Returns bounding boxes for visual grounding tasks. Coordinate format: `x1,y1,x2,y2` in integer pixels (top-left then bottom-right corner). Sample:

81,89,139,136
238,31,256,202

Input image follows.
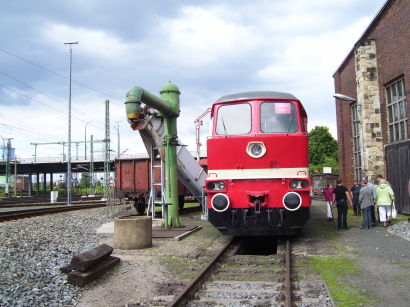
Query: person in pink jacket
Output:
324,184,333,221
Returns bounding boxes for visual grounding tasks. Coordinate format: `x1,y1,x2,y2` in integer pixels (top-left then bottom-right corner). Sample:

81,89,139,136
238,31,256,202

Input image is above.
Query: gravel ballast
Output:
0,208,108,306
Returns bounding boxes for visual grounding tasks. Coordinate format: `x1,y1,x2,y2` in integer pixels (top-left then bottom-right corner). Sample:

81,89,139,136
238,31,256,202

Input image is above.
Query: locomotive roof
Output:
216,91,297,102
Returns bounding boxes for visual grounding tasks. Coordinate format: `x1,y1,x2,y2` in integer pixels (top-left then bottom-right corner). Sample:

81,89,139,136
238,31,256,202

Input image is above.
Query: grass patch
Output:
298,256,374,307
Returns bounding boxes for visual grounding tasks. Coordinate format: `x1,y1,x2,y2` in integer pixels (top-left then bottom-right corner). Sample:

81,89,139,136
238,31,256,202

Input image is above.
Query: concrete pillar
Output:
50,173,54,191
114,216,152,249
36,173,40,196
43,173,47,196
28,173,33,196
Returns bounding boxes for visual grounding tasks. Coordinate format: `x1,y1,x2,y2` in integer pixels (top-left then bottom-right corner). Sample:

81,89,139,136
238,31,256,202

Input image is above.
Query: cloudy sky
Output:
0,0,385,162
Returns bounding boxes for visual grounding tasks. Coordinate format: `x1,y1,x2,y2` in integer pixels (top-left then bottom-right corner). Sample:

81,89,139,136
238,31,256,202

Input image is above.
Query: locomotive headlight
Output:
246,142,266,158
211,193,230,212
206,181,226,191
289,179,309,189
282,192,302,211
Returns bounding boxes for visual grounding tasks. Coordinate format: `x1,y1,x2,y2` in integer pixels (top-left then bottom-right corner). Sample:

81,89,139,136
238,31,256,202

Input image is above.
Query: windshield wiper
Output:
221,116,228,135
286,116,295,135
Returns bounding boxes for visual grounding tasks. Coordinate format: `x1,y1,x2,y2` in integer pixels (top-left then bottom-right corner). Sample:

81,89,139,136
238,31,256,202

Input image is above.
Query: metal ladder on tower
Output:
147,146,167,219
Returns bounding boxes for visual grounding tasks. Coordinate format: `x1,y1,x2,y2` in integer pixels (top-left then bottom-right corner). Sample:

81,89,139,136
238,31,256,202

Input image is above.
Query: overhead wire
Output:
0,48,141,152
0,71,85,115
0,48,121,101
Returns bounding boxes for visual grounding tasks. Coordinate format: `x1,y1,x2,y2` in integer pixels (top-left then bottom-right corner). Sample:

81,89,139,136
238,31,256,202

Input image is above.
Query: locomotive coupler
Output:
267,209,273,227
243,209,249,227
231,210,237,227
253,199,261,214
277,208,283,228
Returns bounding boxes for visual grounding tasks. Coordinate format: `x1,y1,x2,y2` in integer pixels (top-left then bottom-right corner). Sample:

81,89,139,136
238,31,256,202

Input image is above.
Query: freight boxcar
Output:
115,158,191,214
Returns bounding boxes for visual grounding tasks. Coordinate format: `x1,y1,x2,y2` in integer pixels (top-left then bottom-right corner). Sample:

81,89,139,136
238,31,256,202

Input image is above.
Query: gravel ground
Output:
307,202,410,307
0,203,410,307
0,208,112,306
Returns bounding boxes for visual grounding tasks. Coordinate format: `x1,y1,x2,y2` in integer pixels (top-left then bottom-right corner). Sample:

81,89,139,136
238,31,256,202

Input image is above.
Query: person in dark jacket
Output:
351,180,362,215
333,179,352,229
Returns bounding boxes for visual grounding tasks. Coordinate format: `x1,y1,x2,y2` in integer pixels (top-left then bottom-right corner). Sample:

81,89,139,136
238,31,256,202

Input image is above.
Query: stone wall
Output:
355,40,385,179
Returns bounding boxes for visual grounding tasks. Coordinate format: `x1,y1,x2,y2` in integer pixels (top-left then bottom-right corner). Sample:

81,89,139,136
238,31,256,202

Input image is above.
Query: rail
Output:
0,202,106,222
167,237,235,307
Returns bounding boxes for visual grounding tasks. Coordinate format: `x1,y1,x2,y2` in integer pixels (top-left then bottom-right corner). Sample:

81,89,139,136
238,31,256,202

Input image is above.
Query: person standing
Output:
364,177,376,226
324,184,333,222
376,175,394,227
359,178,374,229
333,179,351,229
351,180,362,215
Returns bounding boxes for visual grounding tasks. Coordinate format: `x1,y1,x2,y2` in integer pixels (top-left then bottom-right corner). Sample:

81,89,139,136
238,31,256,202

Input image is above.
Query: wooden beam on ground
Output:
67,256,120,287
69,244,114,272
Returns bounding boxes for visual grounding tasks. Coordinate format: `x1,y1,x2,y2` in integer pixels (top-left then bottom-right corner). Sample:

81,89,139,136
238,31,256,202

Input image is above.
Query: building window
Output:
386,78,408,143
351,103,362,180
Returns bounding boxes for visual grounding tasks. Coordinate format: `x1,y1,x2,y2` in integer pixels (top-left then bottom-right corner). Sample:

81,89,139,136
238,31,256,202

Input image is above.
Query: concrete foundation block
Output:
114,216,152,249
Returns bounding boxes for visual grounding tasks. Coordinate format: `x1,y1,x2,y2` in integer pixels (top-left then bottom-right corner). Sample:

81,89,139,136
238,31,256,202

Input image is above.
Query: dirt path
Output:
300,202,410,307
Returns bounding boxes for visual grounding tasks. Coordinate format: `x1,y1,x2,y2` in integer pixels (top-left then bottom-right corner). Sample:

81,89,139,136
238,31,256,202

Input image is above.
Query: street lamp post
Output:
84,120,92,161
114,121,121,159
64,42,78,205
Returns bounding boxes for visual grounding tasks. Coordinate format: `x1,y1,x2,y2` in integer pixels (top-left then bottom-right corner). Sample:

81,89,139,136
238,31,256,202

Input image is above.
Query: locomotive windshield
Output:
215,103,252,135
260,102,298,133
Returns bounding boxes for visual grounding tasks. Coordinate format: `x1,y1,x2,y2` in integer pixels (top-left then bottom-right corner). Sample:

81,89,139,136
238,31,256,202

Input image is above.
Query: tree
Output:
309,126,339,173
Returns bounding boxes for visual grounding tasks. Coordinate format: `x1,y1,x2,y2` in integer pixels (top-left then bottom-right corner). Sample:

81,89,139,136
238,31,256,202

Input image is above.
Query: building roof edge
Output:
333,0,395,78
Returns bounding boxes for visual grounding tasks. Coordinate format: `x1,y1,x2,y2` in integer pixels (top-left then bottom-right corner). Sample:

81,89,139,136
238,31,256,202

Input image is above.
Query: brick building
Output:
333,0,410,214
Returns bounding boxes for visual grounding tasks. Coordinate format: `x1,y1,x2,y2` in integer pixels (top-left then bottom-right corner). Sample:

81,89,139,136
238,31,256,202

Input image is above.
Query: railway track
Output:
0,201,106,222
167,239,294,307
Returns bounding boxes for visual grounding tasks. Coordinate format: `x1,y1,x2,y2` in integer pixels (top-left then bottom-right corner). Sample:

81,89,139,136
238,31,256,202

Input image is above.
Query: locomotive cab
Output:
206,92,310,236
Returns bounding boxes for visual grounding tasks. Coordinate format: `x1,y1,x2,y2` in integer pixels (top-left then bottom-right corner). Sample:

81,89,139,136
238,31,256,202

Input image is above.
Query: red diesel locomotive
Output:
205,91,310,236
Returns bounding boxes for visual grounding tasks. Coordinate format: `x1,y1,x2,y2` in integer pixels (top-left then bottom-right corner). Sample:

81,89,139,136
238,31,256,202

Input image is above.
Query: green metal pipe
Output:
125,85,179,120
125,82,182,227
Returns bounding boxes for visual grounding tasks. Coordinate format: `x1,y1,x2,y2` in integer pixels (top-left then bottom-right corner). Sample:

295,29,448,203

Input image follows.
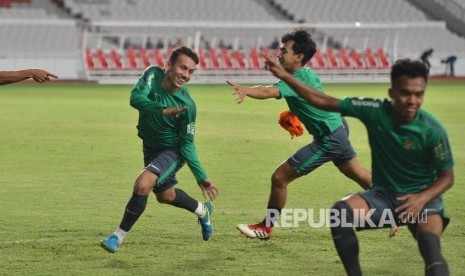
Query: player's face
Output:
278,40,300,73
389,76,426,123
166,54,196,91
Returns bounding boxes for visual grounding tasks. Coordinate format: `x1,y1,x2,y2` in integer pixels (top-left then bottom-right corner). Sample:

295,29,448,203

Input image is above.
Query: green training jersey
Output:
274,67,342,137
130,66,207,182
339,98,454,194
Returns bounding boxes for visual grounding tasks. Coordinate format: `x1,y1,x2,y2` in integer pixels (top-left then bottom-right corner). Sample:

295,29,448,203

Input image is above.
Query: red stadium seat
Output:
97,49,109,69
153,49,164,67
126,47,137,70
313,49,326,69
339,48,352,69
110,50,123,69
220,48,232,70
375,48,389,69
324,48,339,69
139,48,150,68
349,49,363,69
199,48,207,69
84,48,95,70
231,50,247,69
210,48,220,70
249,47,260,70
364,48,378,69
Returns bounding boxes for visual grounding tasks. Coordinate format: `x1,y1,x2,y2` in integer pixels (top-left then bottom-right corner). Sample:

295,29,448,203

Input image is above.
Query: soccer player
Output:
0,69,58,85
101,46,218,253
228,29,371,239
266,57,454,275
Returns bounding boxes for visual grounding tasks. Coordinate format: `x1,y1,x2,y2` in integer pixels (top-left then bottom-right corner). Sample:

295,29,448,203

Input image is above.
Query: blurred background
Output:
0,0,465,83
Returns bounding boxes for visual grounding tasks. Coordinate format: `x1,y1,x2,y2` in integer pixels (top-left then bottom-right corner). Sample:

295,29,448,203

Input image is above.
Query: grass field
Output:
0,82,465,275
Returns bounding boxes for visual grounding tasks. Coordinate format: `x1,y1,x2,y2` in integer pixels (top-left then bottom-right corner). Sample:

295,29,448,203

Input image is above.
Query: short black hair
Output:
391,58,428,86
169,45,199,64
281,29,316,65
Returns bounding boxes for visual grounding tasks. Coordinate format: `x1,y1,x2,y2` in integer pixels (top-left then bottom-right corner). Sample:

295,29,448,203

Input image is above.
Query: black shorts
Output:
357,187,450,234
142,144,186,193
287,120,356,174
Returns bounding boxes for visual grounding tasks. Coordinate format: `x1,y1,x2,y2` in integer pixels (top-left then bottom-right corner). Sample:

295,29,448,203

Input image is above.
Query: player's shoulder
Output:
293,66,323,91
416,109,445,133
341,97,390,108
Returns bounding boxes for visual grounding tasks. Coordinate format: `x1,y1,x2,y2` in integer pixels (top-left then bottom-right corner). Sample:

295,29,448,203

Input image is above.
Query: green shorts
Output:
357,187,450,234
287,120,356,174
143,144,186,193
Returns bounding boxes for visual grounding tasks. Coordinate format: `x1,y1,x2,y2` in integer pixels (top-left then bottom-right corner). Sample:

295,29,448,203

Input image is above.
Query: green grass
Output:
0,82,465,275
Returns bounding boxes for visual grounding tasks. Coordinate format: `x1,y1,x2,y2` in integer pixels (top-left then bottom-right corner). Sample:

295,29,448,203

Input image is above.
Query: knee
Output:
331,200,354,227
155,194,173,204
134,173,157,195
155,189,176,204
271,171,289,188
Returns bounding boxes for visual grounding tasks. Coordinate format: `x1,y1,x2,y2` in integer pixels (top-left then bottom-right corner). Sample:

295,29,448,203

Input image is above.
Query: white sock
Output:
194,202,206,218
114,227,128,243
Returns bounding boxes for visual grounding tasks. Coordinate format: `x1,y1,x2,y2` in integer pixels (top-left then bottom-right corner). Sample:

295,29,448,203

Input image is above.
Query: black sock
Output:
169,189,199,213
262,205,281,227
417,232,449,276
331,201,362,275
119,194,148,232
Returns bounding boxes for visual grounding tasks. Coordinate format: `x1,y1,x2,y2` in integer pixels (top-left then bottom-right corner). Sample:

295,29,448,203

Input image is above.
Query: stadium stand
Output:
0,0,465,81
272,0,428,23
64,0,279,21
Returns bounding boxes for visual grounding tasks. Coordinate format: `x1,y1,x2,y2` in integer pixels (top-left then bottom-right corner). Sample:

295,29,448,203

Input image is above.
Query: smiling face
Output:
162,53,196,92
389,75,426,124
277,40,303,74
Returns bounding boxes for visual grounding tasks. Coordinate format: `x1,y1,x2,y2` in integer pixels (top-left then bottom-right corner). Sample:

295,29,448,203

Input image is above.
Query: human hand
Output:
29,69,58,83
395,193,428,223
161,106,188,117
226,80,247,103
199,179,220,200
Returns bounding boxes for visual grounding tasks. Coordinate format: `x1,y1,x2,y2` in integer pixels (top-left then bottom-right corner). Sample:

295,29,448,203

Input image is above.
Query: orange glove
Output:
278,110,304,139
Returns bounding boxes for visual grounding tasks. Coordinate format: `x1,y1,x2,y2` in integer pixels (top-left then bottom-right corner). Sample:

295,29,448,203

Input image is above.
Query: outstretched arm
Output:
0,69,58,85
265,56,339,111
226,80,280,103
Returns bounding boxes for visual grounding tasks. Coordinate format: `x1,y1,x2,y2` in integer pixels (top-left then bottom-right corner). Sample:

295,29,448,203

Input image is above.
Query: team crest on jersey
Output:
404,139,417,150
187,122,195,135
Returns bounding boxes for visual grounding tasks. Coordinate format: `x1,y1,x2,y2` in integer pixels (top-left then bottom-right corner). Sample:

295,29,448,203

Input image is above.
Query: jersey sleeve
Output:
273,75,323,98
130,66,166,113
432,126,454,171
339,98,382,122
179,105,208,183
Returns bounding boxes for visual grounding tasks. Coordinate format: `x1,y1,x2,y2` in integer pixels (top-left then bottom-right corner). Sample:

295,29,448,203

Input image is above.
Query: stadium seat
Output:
126,47,137,70
363,48,379,69
110,50,123,69
97,49,109,69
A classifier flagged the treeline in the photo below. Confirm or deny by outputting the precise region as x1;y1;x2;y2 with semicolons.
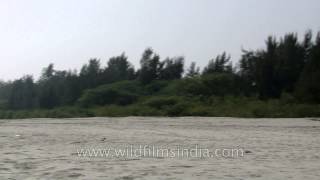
0;31;320;113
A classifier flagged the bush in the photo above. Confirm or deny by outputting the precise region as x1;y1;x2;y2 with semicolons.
78;81;144;107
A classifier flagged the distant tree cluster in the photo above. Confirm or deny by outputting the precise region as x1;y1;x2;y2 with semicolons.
0;31;320;110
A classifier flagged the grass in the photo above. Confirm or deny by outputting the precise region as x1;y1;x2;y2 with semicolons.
0;96;320;119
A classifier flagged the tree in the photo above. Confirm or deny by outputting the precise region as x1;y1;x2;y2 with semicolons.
139;48;161;84
295;32;320;103
186;62;200;77
80;59;102;89
159;57;184;80
202;52;232;75
8;76;36;109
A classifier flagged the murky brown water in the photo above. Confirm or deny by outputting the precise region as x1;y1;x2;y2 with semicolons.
0;117;320;180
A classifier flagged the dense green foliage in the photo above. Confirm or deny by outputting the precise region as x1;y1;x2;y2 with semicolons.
0;32;320;118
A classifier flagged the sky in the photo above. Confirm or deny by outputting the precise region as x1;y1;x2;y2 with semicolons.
0;0;320;80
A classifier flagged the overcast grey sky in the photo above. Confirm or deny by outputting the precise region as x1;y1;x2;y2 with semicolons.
0;0;320;80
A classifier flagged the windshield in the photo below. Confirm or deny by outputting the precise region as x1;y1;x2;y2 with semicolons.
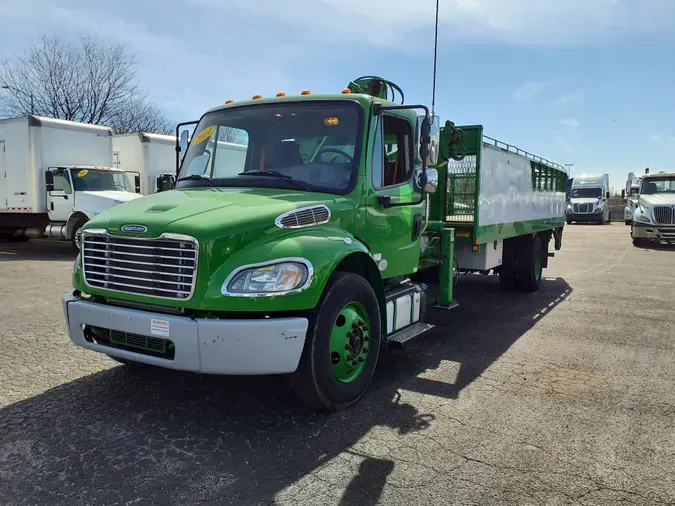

______

Find every line in the data above that contains the string "grass" and copy each one. Case counts.

Query: grass patch
Query: grass field
Query: green grass
A classifier flagged the grass in the photo above. Confirm or deny by outputting the precise region as x1;y1;x2;y2 with semicolons.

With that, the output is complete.